● **WORK TO DO**
Copy out each line of the rows below that contains the word "windshield".
───── DATASET EXTRACT ─────
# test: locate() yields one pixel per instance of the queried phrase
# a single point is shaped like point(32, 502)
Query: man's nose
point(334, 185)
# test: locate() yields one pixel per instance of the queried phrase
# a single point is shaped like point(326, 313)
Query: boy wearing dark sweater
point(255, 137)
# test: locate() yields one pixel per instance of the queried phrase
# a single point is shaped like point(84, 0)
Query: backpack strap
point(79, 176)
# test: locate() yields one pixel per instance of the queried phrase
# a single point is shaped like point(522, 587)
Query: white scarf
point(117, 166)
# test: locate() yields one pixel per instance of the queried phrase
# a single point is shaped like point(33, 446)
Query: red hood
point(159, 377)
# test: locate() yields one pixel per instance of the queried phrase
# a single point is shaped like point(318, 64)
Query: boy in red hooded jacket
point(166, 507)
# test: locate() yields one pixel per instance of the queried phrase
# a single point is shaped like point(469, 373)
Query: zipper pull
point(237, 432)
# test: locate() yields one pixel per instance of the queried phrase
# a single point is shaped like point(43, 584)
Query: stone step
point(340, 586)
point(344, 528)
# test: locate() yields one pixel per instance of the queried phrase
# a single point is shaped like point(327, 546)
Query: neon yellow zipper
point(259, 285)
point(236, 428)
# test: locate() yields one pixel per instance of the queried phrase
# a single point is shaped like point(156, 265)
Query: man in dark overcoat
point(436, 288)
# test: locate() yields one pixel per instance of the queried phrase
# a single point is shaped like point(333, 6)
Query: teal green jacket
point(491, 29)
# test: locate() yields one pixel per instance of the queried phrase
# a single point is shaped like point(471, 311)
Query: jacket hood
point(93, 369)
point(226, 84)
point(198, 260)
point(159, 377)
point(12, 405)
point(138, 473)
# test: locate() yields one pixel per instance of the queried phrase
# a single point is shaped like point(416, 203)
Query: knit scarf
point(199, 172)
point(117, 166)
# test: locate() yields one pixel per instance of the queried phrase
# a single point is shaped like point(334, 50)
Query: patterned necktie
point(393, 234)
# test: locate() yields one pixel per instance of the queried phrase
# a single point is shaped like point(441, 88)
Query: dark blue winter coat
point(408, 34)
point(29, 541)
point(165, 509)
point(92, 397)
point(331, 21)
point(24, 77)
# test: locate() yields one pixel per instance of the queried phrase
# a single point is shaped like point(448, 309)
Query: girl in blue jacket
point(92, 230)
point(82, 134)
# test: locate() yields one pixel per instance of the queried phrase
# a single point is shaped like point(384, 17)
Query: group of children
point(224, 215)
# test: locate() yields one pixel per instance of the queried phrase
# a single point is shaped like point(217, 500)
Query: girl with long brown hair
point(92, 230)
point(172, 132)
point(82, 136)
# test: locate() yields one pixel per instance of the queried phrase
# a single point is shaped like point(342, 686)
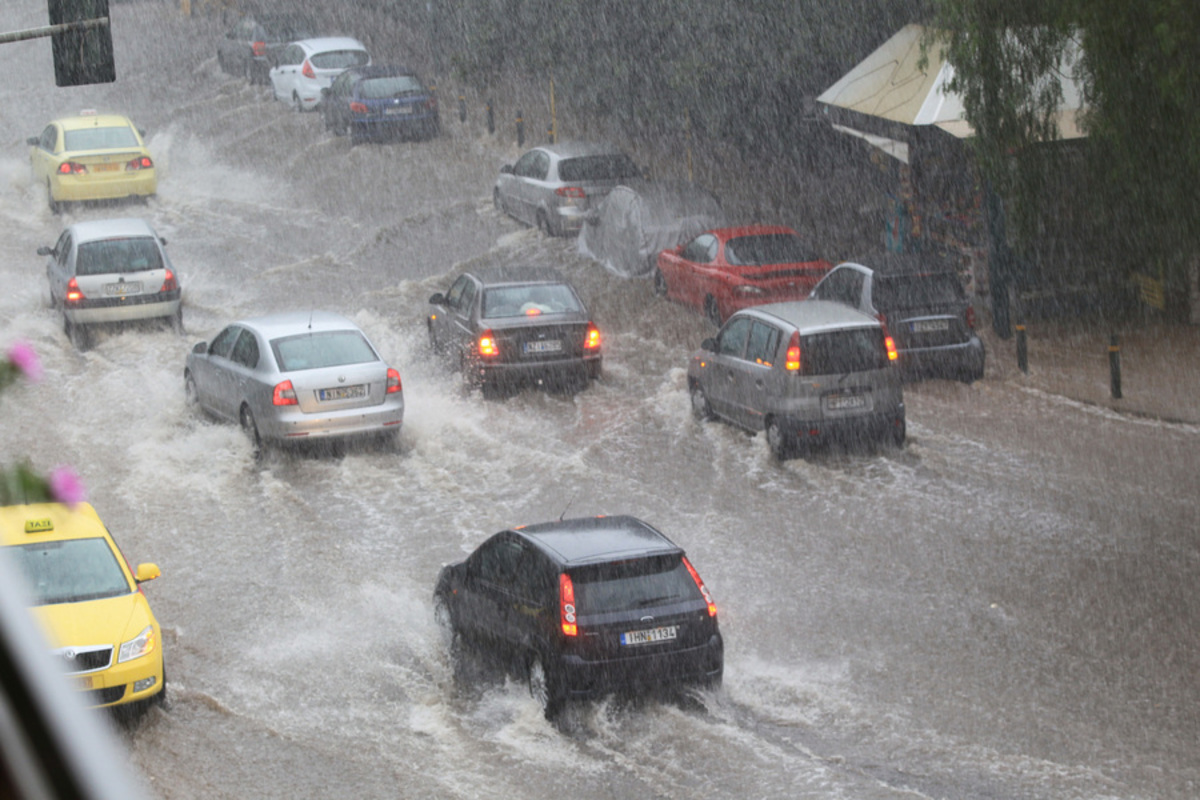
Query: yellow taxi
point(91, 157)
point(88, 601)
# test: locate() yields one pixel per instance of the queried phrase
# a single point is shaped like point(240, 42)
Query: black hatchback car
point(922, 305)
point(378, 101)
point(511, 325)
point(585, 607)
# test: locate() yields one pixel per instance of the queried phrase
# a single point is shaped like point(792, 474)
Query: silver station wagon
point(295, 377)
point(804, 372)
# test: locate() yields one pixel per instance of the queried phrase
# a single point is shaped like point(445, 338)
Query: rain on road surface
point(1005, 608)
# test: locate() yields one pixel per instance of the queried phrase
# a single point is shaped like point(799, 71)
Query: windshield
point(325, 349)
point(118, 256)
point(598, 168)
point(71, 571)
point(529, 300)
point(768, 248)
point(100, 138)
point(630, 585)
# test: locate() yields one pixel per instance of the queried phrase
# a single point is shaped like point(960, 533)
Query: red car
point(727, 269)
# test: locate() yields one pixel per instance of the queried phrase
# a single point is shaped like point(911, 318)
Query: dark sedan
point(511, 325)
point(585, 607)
─────
───── DATASET EXTRACT ─────
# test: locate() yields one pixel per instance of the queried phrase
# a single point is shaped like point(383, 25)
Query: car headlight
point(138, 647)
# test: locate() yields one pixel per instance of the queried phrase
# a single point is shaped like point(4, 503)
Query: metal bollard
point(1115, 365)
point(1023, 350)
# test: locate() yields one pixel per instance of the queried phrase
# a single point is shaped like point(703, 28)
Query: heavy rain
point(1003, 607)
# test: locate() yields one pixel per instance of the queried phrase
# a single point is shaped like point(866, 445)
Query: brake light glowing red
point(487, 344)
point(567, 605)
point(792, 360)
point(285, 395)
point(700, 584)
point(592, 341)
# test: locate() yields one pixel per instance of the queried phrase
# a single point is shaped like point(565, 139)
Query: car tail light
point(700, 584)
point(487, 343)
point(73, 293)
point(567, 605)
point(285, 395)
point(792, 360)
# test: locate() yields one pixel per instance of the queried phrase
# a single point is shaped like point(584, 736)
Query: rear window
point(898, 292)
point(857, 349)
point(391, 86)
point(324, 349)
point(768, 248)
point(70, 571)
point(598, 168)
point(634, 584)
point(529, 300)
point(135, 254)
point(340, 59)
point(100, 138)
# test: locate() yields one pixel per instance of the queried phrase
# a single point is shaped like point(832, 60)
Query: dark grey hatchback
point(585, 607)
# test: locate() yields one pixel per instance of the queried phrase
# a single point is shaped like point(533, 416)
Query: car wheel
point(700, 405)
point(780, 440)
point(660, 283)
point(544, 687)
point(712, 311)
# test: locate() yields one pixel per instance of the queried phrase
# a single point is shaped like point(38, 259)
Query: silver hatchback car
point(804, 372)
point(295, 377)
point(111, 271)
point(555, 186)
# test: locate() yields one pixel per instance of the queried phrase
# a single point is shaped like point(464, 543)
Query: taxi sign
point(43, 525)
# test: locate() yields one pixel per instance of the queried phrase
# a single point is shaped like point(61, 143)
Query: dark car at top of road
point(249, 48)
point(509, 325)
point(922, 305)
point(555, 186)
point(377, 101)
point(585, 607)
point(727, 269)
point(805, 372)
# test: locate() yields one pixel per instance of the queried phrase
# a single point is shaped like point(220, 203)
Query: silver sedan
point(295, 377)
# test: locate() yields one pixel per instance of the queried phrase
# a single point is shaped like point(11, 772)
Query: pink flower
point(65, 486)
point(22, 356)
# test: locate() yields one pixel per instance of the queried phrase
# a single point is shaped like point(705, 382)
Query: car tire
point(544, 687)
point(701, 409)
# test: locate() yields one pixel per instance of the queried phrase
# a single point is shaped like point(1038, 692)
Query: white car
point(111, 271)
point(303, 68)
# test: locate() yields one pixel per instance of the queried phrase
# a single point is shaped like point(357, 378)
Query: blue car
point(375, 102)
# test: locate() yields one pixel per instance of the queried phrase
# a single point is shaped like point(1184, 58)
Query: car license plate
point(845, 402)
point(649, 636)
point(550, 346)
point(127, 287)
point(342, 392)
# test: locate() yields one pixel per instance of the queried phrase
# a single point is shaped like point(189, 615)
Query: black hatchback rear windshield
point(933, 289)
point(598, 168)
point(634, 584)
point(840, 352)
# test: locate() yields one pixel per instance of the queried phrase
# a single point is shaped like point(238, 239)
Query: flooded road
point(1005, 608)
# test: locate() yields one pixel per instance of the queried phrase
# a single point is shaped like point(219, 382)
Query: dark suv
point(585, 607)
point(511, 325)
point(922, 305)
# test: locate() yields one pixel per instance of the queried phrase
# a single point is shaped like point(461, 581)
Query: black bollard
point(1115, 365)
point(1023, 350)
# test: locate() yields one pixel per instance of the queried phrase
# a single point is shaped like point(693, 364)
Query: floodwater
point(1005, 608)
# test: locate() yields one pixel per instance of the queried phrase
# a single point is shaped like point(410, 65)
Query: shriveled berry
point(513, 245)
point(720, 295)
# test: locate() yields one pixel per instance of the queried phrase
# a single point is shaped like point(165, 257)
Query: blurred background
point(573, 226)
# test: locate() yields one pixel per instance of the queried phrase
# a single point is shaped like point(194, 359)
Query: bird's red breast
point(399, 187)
─────
───── DATASET EXTRACT ─────
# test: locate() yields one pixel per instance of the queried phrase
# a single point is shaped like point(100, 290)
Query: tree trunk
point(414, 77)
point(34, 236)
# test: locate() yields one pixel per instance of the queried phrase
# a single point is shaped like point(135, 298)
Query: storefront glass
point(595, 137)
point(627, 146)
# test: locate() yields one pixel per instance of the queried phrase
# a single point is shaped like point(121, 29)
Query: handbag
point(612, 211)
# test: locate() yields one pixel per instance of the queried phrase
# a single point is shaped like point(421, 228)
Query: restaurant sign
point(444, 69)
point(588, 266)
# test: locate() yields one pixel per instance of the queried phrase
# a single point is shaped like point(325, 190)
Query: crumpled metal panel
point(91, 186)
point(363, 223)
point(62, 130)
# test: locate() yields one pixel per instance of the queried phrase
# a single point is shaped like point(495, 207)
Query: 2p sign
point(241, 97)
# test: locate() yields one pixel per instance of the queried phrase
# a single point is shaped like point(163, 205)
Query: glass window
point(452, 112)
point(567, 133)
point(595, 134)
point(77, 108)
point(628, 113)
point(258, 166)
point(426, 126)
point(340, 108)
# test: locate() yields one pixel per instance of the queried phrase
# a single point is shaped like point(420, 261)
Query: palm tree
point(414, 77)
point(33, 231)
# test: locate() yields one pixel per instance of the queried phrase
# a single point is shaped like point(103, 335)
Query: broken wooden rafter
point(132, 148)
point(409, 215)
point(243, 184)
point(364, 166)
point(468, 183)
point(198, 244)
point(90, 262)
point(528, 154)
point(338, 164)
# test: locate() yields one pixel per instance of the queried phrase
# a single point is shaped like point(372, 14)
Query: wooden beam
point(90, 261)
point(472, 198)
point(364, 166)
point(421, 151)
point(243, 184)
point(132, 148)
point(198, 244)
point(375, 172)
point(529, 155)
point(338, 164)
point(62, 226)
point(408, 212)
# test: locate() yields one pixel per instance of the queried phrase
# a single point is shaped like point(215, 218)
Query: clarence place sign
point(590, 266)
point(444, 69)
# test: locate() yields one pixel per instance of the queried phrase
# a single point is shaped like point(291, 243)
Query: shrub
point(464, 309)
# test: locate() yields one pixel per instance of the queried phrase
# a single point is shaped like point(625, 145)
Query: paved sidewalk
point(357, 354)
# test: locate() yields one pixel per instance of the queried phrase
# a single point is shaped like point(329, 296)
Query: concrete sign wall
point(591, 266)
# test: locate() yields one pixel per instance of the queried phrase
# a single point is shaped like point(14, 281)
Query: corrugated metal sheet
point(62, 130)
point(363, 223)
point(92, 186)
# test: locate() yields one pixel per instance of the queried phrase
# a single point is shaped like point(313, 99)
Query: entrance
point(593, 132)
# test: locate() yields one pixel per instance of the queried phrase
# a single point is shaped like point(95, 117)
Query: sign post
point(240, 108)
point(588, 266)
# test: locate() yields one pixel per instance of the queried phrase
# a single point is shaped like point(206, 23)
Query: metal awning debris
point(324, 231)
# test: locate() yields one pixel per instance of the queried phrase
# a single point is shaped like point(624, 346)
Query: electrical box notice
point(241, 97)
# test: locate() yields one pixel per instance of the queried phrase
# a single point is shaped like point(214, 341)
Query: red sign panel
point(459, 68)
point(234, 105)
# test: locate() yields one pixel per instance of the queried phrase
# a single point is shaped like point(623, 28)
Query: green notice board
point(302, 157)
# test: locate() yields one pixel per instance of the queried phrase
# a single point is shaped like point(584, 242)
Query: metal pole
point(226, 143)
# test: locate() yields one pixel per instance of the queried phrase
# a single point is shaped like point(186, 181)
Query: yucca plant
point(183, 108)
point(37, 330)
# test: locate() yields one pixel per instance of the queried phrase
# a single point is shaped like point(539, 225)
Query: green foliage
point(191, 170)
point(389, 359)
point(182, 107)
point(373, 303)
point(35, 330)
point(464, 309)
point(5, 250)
─────
● **FULL SOLUTION**
Query: windshield
Query: black hatchback rear windshield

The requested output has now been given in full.